___ Passage ___

Ruhstaller signs lease on new downtown taproom

When JE Paino, owner of the brewing company Ruhstaller, opened a rustic taproom in a basement on 7th and K streets six years ago, the future of the neighborhood was uncertain.
“We moved downtown when it was perceived as dangerous and not very cool and everyone was leaving,” Paino says. After waiting patiently for the neighborhood to rise, and surviving the construction of the Golden 1 Center, that project’s ripple effect on real estate left the taproom’s fate in limbo even as the neighborhood began to pick itself up and dust itself off.
Today Paino announces that Ruhstaller has signed a long-term lease on another basement space at 726 K Street—part of the rising residential and retail project led by D&S and CFY development companies—where the taproom will start pouring sometime this coming fall or winter. “It’s in a historic building built in the early 1900s,” Paino says. “We’re in a basement now so it not only continues that feeling, but it’s in a building that has a lot more character, with a grand staircase, brick and exposed steel.” The new space will be located below the recently announced Neapolitan-style pizza place, MidiCi. Meanwhile, his current spot at 630 K Street will close Feb. 26.
Although the new location is only a block away from the current one, the 700 block taproom is a big step up. “It’s exciting because that whole block’s going to open up, and we’ll be part of it, with a great lineup of other spots,” Paino says, referring to incoming tenants like Chef Billy Ngo’s new dumpling house, Buudai, and the much-anticipated new Jewish deli, Solomon’s. “That general area is going to be a cool neighborhood. We’re honored and humbled that we can be a part of it.”
Paino is particularly glad to be joining a cadre of local establishments amid concern that rising rents will trigger the encroachment of chain restaurants. “We can tell people the story of Sacramento,” he says. “And I think one of the reasons we’ve dug our heels in and said, ‘We’re not leaving!’ is that there’s a side of Sacramento that can’t be told by folks from Las Vegas or L.A.”
Few are in a better position to give Sacramento a history lesson than Paino. His inspiration for the name of his business came from researching the Ruhstaller Building at 9th and J streets, where he uncovered the story of local beer baron Captain Frank Ruhstaller, one of 16 brewers operating in downtown Sacramento in the 1880s. When Paino proudly introduced his reinvented Ruhstaller Sacramento brew to food-and-beverage guru Darrell Corti, the renowned grocer scolded him for using the town’s name on the label without growing his hops locally—so Paino planted hops, reintroducing the crop to the region and sparking a local beer revolution.
The new taproom will be open seven days a week, and like the current one, will serve Ruhstaller’s experimental small batches alongside the brewery’s greatest hits. “We will have a modest food program,” Paino says, adding that he doesn’t want to compete with local restaurants, many of which serve Ruhstaller beers. So the menu will be limited to what he calls “munchies.”
“Even though downtown’s changing, it’s not finished yet,” says Paino. “and we want to be part of the conversation for a long time.”

___ Supplied records ___

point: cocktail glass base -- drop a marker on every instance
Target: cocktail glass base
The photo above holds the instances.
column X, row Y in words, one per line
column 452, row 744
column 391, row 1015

___

■ What to produce: From the taproom article, return the words exactly, starting with "Few are in a" and going on through "local beer revolution.".

■ Result of this task:
Few are in a better position to give Sacramento a history lesson than Paino. His inspiration for the name of his business came from researching the Ruhstaller Building at 9th and J streets, where he uncovered the story of local beer baron Captain Frank Ruhstaller, one of 16 brewers operating in downtown Sacramento in the 1880s. When Paino proudly introduced his reinvented Ruhstaller Sacramento brew to food-and-beverage guru Darrell Corti, the renowned grocer scolded him for using the town’s name on the label without growing his hops locally—so Paino planted hops, reintroducing the crop to the region and sparking a local beer revolution.